■ Prompt:
The full set of entries has to be output exactly.

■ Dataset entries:
══════
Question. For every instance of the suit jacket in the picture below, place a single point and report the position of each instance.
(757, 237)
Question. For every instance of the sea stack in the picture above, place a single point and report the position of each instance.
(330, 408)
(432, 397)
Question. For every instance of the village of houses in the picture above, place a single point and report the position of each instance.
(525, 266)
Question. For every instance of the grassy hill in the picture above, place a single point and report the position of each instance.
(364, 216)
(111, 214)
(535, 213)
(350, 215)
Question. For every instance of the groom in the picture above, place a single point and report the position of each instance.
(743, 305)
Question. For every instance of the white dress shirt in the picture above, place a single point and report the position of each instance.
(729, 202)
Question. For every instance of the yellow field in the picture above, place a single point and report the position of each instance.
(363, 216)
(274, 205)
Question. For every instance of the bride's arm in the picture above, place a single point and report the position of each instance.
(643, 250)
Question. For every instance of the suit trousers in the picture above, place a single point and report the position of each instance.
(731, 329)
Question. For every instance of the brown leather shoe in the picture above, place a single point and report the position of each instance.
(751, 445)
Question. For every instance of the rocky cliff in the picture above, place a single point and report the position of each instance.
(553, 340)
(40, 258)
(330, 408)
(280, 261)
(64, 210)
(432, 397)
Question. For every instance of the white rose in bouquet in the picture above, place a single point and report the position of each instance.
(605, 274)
══════
■ Result for this exercise:
Question. For every instance of the suit jacket in the picture below, place a single point and report the position of each instance.
(757, 237)
Question. For every instance of the sea stack in the picture above, place a single point and report the position of each instance.
(330, 408)
(432, 397)
Question. For every instance of the village of houses in the picture above, place a single point and report the position of each instance.
(525, 266)
Question. For every instance of the grassy hill in the picture above, place a single point and report the position of each instance.
(364, 216)
(111, 214)
(535, 213)
(350, 215)
Question. For every instance of the groom in the picture above, place a single point and report the position of each instance.
(743, 305)
Question. For every instance of the white dress shirt in the picture above, place a single point and report the position of each instance.
(729, 202)
Question. For every instance of the yellow field in the picture above, place a single point and report the position of each instance.
(363, 216)
(274, 205)
Question. For every instance of the bride's arm in the picture above, place a single point and report the position of each instance.
(643, 250)
Question. For every instance of the suit trousers in the picture above, place a single point and report the position of each instance.
(731, 329)
Question. For every instance of the brown leather shoe in the picture above, place a single point and report the position of each instance.
(751, 445)
Question. For every instance of the rocky cliff in the picture above, place a single point and report the position of each instance.
(553, 340)
(40, 258)
(330, 408)
(280, 261)
(64, 210)
(432, 397)
Question. For every instance of the white rose in bouquet in the picture above, place a single point and report the position of each instance.
(605, 274)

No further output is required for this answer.